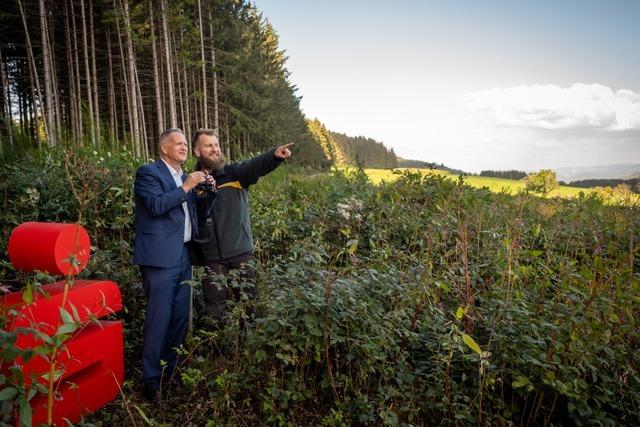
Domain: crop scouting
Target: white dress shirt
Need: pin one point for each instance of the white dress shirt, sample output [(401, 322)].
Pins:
[(177, 177)]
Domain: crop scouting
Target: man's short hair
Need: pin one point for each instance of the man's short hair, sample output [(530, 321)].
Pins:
[(165, 134), (202, 131)]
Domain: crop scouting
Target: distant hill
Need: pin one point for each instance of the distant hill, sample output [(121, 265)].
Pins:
[(341, 149), (616, 171), (420, 164)]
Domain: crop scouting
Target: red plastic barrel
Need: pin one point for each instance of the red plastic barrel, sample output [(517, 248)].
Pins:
[(49, 247)]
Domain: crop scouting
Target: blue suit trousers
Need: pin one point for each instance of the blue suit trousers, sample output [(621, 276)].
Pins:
[(166, 319)]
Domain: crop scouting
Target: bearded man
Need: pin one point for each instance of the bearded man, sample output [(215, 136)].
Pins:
[(224, 223)]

● ● ● ● ●

# [REQUIRED TASK]
Recast every line of the entries above as a Markdown table with the columns Row and Line, numbering the rows in order. Leave out the picture and any blank lines.

# [TASK RESULT]
| Row | Line |
|---|---|
| 1 | Domain: crop scouting |
| 2 | Target: white dress shirt |
| 3 | Need: pin one point for each instance of the white dress shirt, sample output [(401, 322)]. |
| 4 | Pins: |
| 5 | [(177, 177)] |
| 6 | Domain: crop scouting |
| 7 | Target: man's short hair |
| 8 | Need: pin one point for each instance of the man's short hair, sample output [(530, 321)]. |
| 9 | Pins: |
| 10 | [(165, 134), (202, 131)] |
| 11 | Domain: crop scouting |
| 12 | Target: distant hill |
| 13 | Need: pin one point for each instance of the distant hill, sample output [(121, 265)]. |
| 14 | Pins: |
| 15 | [(341, 149), (616, 171), (420, 164)] |
| 16 | Domain: crop scouting |
| 17 | Target: red plastic barrel |
| 18 | Need: pin one point for each instance of the red plastic barrel, sample output [(517, 248)]. |
| 19 | Pins: |
| 20 | [(49, 247)] |
| 21 | Domain: crop scouting |
| 22 | Target: blue suit trousers |
| 23 | Need: pin one point for each instance of the blue suit trousers, sample output [(621, 276)]. |
| 24 | Pins: |
| 25 | [(166, 319)] |
| 26 | Domain: crop scouting |
| 27 | Target: bearded man |
| 28 | Need: pin one point for each instance of the bearded man, sample output [(215, 136)]. |
| 29 | Pins: |
| 30 | [(224, 223)] |